§ TRY IT
Each record that follows should be repeated exactly, with no pictures carried over.

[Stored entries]
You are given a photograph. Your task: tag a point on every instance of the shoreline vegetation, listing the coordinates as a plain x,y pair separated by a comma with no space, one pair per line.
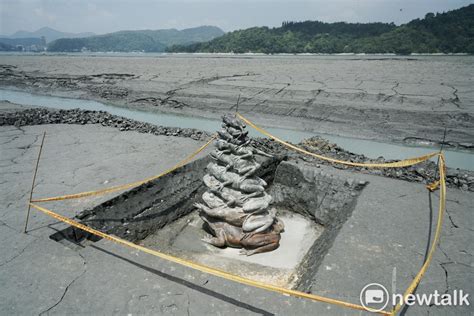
450,32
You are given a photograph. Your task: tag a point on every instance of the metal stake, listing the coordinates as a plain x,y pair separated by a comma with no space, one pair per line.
33,184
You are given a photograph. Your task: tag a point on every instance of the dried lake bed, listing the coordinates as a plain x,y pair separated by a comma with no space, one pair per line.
402,99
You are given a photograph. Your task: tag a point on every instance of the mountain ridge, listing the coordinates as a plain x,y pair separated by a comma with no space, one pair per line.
137,40
448,32
49,33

§ WORKED SOLUTION
You are given a photograph. Your task: tag a point on every instance of the shoreline vegetation, listing the coordinates as a plain x,y pair separated by a comma with no space, one pair per line.
450,32
You are given a photograph. Your task: tag a point on every instance of the metal stake, listing the coordinates as a plain x,y pair separated by a comma with no space, one pair per line.
33,184
You are given a photograph. Your task: tag a point on every instance of the dried lake bed, listing the coordinates as a plain x,y pair separated by a comma with no space, one pair per line.
402,99
You are given a photograph. Your task: tag a point on every instance of the mountain ridge, listing the coordinates as a plain x,y pair separated by a comma with no space, one pair per line.
137,40
448,32
49,33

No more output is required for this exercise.